### TASK INSTRUCTIONS
- A) Can you reproduce the court opinion excerpt starting with "Judgment vacated." and going on through "to drive home.", but change "gym" to "fitness center" throughout?
- B) How would the court opinion excerpt continue? Write the next part, beginning right after its final sentence.

### EXCERPT TO READ
Order denying motion for new trial reversed.
Judgment vacated.
Verdict set aside.
FOOTNOTES
1. At the time of the incident, the defendant was a Framingham State University student, and a bartender at an establishment in the Seaport District of Boston. Two days prior to the accident, she had attended a one-hour lecture at 8:30 a.m. and then worked out at the gym. From 1:30 p.m. to 4:30 p.m. she had a “lab” class, and then she went to work to cover for a coworker from 6 p.m. to midnight. She slept from 1 a.m. to 8 a.m. On the day before her arrest, she awoke at 8 a.m. to work on her midterm paper; she went to the gym, and then worked another shift at her job. She arrived at 4 p.m. and worked until 3 a.m. She testified that, because she had not slept since 8 a.m. the previous day, she tried to sleep in the parking lot near where she worked before she tried to drive home.

### DATA LISTING

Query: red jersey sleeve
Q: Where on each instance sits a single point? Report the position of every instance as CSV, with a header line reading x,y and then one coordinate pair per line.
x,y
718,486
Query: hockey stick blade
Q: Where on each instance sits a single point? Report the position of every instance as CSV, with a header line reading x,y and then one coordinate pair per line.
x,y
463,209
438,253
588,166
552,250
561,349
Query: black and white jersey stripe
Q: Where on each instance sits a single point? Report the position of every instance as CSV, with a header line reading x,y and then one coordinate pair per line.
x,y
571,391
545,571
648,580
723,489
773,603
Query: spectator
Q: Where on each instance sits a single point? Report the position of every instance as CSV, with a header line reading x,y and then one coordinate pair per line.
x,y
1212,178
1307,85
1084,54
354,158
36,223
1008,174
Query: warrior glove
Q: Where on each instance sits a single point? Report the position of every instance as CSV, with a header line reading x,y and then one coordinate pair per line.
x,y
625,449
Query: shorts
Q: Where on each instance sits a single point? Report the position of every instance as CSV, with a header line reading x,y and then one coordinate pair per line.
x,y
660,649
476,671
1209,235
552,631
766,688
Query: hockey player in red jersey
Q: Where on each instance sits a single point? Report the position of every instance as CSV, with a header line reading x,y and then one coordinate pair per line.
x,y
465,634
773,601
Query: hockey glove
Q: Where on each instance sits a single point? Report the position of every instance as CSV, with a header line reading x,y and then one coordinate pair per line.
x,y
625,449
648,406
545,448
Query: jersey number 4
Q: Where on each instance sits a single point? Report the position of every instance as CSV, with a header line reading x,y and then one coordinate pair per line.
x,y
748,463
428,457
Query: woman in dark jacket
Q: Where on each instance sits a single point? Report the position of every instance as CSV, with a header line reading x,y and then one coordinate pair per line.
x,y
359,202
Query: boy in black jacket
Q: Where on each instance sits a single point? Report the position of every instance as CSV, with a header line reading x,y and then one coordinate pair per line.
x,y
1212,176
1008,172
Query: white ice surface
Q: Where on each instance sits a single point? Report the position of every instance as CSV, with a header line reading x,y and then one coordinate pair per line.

### ANSWER SET
- A)
Judgment vacated.
Verdict set aside.
FOOTNOTES
1. At the time of the incident, the defendant was a Framingham State University student, and a bartender at an establishment in the Seaport District of Boston. Two days prior to the accident, she had attended a one-hour lecture at 8:30 a.m. and then worked out at the fitness center. From 1:30 p.m. to 4:30 p.m. she had a “lab” class, and then she went to work to cover for a coworker from 6 p.m. to midnight. She slept from 1 a.m. to 8 a.m. On the day before her arrest, she awoke at 8 a.m. to work on her midterm paper; she went to the fitness center, and then worked another shift at her job. She arrived at 4 p.m. and worked until 3 a.m. She testified that, because she had not slept since 8 a.m. the previous day, she tried to sleep in the parking lot near where she worked before she tried to drive home.

- B)
2. His full affidavit reads, “Under oath, I depose and state the following:“1. My name is Patrick Lynch and I currently reside in Boston, Massachusetts.“2. I am a licensed Massachusetts real estate broker and have worked in that field for over twenty (20) years. In addition, I also have been employed as bartender for thirty-one (31) years.“3. On the night beginning on October 30, 2015, I worked alongside the defendant, Kathryn Franz, a fellow bartender at [the Seaport establishment], from the time that I arrived at approximately 6:00 p.m., when our shifts began, until our departure at approximately 3:00 a.m.“4. I know Ms. Franz in the capacity of our employment and regularly worked with her for more than a year prior to the aforementioned night.“5. I have never witnessed her drinking any alcoholic beverages during her shift as a bartender and have observed her at all times acting professionally in representing her employer and serving the public.“6. I did not observe Ms. Franz drinking during her shift on the night of October 30, 2015.“7. In my years of experience working as a bartender, I have learned to identify the signs of intoxication and, at no time during the aforementioned night, did Ms. Franz exhibit any signs of being under the influence of alcohol.“8. I recall that Ms. Franz was very tired that evening. She had been studying for college mid-term exams and had covered another employee's shift the previous night. Bartending is very physically and mentally demanding and exhausting at a crowded bar like [the Seaport establishment].“9. I was willing and offered to Ms. Franz to testify at trial concerning these facts; however, I was never contacted by her attorney ․, or anyone on his behalf seeking my information and testimony.“Signed under the pains and penalties of perjury on this [19] day of July 2017.”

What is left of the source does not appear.